> WHAT TO DO
In the study summary on insulin injection timing below, which delay between insulin injection and breakfast led to the lowest frequency of hypoglycemia?

> EXTRACT TO READ
↓↓↓

There was a significant (p less than 0.01) difference between the reported frequencies of clinical hypoglycaemia in patients using different intervals.

The effects on glucose control of intervals between insulin injection and breakfast of zero, 15, 30, and 45 minutes were studied for periods of one week in 11 patients with type I diabetes who were receiving twice daily injections of monocomponent porcine insulins and high fibre, high carbohydrate diets, using standard home blood glucose monitoring techniques to measure blood glucose concentrations each morning.

The delay of 45 minutes resulted in the lowest frequency of hypoglycaemia and the most acceptable pattern of glucose concentrations measured one and two hours after breakfast and before lunch. Combining results obtained at these three times, the mean increment in blood glucose concentration was smaller after allowing a delay of 45 minutes than after delays of zero (p less than 0.001), 15 (p less than 0.03), and 30 (NS) minutes.

A delay of 30 minutes resulted in smaller mean increments in blood glucose concentration than did delays of zero (p less than 0.001) and 15 (NS) minutes. These results suggest that this aspect of diabetic management may be neglected, with important consequences for blood glucose control.

An increase in delay between insulin injection and eating to 45 minutes would be a simple and safe way of improving blood glucose control in at least the 37% of the diabetic population surveyed in this study who currently allow less than 15 minutes.

↑↑↑

> RECORDS SHOWN
↓↓↓

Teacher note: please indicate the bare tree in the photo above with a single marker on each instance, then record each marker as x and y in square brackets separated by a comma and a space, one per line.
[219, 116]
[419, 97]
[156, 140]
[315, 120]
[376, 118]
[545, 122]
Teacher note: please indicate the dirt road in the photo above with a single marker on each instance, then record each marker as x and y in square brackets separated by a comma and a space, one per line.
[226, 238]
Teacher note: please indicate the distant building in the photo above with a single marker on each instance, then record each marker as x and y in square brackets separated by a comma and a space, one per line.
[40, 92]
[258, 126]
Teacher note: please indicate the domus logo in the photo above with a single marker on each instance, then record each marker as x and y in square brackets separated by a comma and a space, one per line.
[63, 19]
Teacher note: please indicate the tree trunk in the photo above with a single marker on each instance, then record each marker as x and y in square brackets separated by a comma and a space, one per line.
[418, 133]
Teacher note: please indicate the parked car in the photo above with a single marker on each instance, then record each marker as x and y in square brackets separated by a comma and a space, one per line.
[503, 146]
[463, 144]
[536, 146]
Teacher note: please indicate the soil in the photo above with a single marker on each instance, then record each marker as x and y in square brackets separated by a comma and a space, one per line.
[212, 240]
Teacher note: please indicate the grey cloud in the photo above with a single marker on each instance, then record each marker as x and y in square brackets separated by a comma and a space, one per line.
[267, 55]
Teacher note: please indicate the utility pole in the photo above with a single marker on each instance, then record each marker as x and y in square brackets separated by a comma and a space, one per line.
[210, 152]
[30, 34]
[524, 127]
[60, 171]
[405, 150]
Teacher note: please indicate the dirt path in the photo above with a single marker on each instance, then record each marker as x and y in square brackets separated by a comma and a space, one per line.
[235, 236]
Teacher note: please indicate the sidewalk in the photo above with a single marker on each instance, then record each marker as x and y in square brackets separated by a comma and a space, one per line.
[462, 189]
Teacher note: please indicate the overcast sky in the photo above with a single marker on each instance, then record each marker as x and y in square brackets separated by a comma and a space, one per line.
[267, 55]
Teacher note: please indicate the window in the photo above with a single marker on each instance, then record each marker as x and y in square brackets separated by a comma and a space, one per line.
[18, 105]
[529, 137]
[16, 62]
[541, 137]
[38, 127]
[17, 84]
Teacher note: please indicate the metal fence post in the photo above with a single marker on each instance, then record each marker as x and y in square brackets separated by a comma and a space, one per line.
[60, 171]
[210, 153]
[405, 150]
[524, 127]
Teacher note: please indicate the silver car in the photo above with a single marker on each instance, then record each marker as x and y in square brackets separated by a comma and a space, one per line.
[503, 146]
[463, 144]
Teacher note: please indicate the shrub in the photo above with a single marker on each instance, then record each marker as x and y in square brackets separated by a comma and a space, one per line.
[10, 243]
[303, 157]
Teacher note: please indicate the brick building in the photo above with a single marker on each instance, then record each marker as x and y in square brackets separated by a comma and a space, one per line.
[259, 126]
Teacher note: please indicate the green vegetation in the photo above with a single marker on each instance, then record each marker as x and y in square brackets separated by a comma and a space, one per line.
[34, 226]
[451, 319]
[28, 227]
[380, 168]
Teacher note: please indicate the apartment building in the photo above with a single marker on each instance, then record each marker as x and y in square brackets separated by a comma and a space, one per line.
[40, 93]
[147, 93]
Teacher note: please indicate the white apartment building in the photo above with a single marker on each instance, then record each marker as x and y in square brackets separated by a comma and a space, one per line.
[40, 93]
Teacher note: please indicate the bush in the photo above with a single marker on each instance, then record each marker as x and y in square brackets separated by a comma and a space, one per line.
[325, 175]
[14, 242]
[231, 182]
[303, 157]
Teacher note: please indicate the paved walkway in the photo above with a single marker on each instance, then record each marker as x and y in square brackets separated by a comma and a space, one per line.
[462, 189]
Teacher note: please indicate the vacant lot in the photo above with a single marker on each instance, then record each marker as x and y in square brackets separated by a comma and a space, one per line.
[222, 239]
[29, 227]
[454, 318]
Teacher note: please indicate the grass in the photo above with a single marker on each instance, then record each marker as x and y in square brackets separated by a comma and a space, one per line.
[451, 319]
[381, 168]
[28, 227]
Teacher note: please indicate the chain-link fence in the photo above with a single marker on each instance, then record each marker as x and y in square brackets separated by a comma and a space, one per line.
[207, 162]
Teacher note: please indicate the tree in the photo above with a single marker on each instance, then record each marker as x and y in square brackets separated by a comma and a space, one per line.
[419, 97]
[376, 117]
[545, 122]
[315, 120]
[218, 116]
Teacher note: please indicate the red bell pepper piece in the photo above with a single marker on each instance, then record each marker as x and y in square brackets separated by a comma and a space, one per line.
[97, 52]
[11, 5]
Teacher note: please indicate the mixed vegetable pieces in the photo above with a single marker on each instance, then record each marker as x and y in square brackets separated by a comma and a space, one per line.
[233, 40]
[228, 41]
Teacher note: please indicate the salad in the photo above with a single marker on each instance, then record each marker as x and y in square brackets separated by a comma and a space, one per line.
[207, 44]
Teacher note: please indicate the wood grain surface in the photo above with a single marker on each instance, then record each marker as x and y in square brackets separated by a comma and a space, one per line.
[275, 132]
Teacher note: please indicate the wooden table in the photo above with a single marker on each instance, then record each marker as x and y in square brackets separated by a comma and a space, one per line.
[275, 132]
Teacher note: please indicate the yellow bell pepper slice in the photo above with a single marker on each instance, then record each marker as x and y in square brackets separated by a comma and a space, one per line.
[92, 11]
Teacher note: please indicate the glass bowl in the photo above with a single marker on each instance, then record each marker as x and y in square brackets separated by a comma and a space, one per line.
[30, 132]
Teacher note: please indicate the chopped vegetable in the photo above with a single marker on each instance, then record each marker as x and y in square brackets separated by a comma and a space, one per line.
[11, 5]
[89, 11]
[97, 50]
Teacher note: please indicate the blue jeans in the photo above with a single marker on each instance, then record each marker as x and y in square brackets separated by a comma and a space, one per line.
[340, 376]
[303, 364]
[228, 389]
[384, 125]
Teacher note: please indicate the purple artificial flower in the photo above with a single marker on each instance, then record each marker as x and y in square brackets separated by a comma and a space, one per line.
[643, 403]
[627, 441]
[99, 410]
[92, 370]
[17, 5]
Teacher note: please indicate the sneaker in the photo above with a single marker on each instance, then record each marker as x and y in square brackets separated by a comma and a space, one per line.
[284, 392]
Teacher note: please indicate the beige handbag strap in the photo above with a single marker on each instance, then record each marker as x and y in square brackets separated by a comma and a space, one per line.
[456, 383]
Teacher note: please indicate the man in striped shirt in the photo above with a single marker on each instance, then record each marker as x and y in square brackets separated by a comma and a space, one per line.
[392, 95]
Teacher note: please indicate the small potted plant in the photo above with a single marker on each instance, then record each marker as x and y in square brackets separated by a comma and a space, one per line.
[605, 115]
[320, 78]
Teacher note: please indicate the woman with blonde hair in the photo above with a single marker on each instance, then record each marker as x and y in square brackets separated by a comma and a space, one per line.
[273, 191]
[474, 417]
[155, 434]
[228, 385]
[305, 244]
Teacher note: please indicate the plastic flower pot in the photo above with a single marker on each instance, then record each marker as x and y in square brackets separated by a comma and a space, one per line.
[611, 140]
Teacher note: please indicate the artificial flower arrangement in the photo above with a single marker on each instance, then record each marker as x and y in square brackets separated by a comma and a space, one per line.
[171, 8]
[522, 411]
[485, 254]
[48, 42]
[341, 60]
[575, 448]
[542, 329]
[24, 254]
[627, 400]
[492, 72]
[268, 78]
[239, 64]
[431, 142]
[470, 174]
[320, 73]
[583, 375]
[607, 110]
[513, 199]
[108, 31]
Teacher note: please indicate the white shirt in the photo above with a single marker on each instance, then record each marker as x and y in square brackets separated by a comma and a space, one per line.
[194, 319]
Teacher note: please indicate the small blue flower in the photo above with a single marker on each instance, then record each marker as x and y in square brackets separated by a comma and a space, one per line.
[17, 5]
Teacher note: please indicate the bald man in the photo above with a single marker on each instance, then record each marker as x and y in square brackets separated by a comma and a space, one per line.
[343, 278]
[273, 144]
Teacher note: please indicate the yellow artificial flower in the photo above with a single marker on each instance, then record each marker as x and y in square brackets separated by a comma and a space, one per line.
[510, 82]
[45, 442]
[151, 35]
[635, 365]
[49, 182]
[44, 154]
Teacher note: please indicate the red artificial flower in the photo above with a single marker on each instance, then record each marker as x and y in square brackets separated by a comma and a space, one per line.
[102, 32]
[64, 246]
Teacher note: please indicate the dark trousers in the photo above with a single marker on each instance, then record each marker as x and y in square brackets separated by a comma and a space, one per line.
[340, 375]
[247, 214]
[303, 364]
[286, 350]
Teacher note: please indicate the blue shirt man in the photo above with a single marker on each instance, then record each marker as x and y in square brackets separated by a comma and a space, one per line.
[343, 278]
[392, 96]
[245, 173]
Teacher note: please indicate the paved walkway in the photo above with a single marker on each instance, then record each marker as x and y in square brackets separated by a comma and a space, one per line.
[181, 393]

↑↑↑

> ANSWER SPACE
A delay of 45 minutes.